• **The task**: Give back the whole listing exactly as shown.

(Position identification records)
══════════════════════════════

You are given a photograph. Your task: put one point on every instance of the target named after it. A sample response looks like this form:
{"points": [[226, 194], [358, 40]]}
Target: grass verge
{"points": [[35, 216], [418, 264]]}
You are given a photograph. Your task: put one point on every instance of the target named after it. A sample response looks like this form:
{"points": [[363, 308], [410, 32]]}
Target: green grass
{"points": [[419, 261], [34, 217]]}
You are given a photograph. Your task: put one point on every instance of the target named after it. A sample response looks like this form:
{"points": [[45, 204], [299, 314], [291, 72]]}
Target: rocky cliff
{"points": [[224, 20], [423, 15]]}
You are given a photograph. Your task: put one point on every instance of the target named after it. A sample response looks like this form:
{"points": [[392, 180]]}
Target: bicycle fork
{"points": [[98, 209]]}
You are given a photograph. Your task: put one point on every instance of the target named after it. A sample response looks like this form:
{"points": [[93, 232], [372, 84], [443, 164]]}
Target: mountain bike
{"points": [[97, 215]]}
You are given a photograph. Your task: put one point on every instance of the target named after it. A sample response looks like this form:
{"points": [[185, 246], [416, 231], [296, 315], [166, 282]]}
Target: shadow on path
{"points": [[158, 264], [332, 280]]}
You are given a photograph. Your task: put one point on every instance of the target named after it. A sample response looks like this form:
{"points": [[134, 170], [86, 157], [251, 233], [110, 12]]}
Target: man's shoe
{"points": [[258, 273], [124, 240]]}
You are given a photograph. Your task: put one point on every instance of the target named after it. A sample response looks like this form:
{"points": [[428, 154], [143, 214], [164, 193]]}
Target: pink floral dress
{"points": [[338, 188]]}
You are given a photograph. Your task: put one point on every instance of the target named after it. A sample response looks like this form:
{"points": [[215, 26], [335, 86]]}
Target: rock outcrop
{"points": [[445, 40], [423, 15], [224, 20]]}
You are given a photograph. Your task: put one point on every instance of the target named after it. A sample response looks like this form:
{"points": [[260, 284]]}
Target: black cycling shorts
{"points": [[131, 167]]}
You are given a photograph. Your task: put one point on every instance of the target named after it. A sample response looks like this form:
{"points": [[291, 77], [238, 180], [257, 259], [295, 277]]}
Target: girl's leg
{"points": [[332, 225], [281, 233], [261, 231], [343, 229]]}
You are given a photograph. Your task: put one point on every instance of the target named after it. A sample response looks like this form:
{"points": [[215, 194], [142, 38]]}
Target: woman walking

══════════════════════════════

• **Correct output**:
You are given a photograph. Your task: put one point on every instance of the target named after it. A sample response looks like this form:
{"points": [[226, 194], [358, 40]]}
Target: grass verge
{"points": [[35, 216], [418, 264]]}
You are given a photograph. Your task: put one point on every instance of the target named after it. A sample response looks like this form:
{"points": [[363, 308], [410, 32]]}
Target: green grass
{"points": [[419, 261], [34, 217]]}
You are given a photograph. Your task: put one point on every instance of the target named after it. A sample response looks like this form:
{"points": [[45, 204], [299, 314], [291, 72]]}
Target: rocky cliff
{"points": [[224, 20], [423, 15]]}
You are given a photograph. Your task: put one point on every instance of the target named after it. A sample response looks like this form:
{"points": [[392, 180]]}
Target: bicycle fork
{"points": [[98, 209]]}
You are given a photograph. Your task: put one point on every instance of the target named after it. A sample response looks like this form:
{"points": [[93, 232], [372, 84], [443, 164]]}
Target: mountain bike
{"points": [[97, 215]]}
You are given a photograph. Your task: put one point on every instance of the target named after it. A sample response looks like this form:
{"points": [[185, 246], [416, 231], [296, 315], [166, 282]]}
Target: shadow on path
{"points": [[158, 264], [332, 280]]}
You are given a photograph. Your task: put one point on every instance of the target named after it. A sample response looks like this form:
{"points": [[134, 170], [86, 157], [251, 233], [110, 12]]}
Target: man's shoe
{"points": [[258, 273], [124, 240]]}
You are given a photograph. Your task: put one point on every instance of the target named after it. A sample response looks like this form:
{"points": [[428, 154], [143, 214], [164, 193]]}
Target: pink floral dress
{"points": [[338, 188]]}
You are given a photograph. Your task: put one point on every instance of the target named after it. A sample response looks like this form:
{"points": [[215, 26], [335, 86]]}
Target: rock outcrop
{"points": [[445, 40], [423, 15], [224, 20]]}
You are given a photograph. Your task: put one point on every instance of the target named after it. A sample response looks like this form:
{"points": [[260, 284]]}
Target: black cycling shorts
{"points": [[131, 167]]}
You are given a photograph. Your task: put one point on every instance of the target named after it. A sample response looks like this form:
{"points": [[291, 77], [238, 180], [257, 259], [295, 277]]}
Target: girl's leg
{"points": [[332, 225], [281, 233], [261, 231], [343, 229]]}
You are given a photograph. Your task: put one point on every instance of the target named after it. A sample response looks like this form:
{"points": [[215, 194], [142, 38]]}
Target: woman walking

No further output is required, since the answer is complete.